**TEXTO DE PARTIDA**

# Contador mod3, mod 5 con flip flops



## casi electron (May 30, 2007)

wenas soy nuevo estaba tratando de diseñar un contador con flip flops de mod-3 o mod-5 alguien me puede ayudar con el diseño!!!


GRACIAS ehhhh!


----------



## CUSCO (Jun 1, 2007)

La solucion mas practica y la mas facil es usar los contadores de decadas 74ls90 con este integrado puedes realizar contadores de cualquier modulo  para esto tienes que usar dos pines que por lo general van a tierra estos pines son el RA(0) Y EL RA(1)  o creo son otros dos pares de pines que tambien van a tierra prueba con el segundo par este par de pines  internamente estan conectados a una compuerta NAND y la salida de esta al clear del 74ls90 ,entonces como puedes darte cuenta con esto solucionas tu problema .Por ejemplo si quieres diseñar un contador modulo 5 bastara con conectar el bit C y el bit A de este contador a los pines ya descritos anteriormente ,suerte.

**TAREAS**
a. Responde estas preguntas sobre el hilo del foro:
(i) ¿Qué módulos de contador intentaba diseñar casi electron?
(ii) ¿Qué integrado recomienda CUSCO para resolverlo?
(iii) Para un contador módulo 5, ¿qué bits hay que conectar a los pines descritos?
b. Convierte en una lista breve el párrafo del hilo del foro que empieza con "La solucion mas practica" y conserva sus datos principales.
c. Edita el hilo del foro: reproduce el tramo entre "## CUSCO (Jun" y "descritos anteriormente ,suerte.", ambos incluidos, y sustituye "compuerta NAND" por "puerta NAND".

**DATOS PROPORCIONADOS**
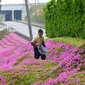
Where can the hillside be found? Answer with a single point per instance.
(64, 64)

**RESPUESTAS COMPLETAS**
a.
(i) Un contador de mod-3 o de mod-5.
(ii) El contador de décadas 74ls90.
(iii) El bit C y el bit A.

b.
- Usar el contador de décadas 74ls90, con el que se pueden hacer contadores de cualquier módulo.
- Emplear dos pines que normalmente van a tierra, RA(0) y RA(1), o probar con el otro par de pines que también va a tierra.
- Ese par de pines está conectado internamente a una compuerta NAND, y su salida va al clear del 74ls90.
- Ejemplo: para un contador módulo 5 basta con conectar el bit C y el bit A a esos pines.

c.
## CUSCO (Jun 1, 2007)

La solucion mas practica y la mas facil es usar los contadores de decadas 74ls90 con este integrado puedes realizar contadores de cualquier modulo  para esto tienes que usar dos pines que por lo general van a tierra estos pines son el RA(0) Y EL RA(1)  o creo son otros dos pares de pines que tambien van a tierra prueba con el segundo par este par de pines  internamente estan conectados a una puerta NAND y la salida de esta al clear del 74ls90 ,entonces como puedes darte cuenta con esto solucionas tu problema .Por ejemplo si quieres diseñar un contador modulo 5 bastara con conectar el bit C y el bit A de este contador a los pines ya descritos anteriormente ,suerte.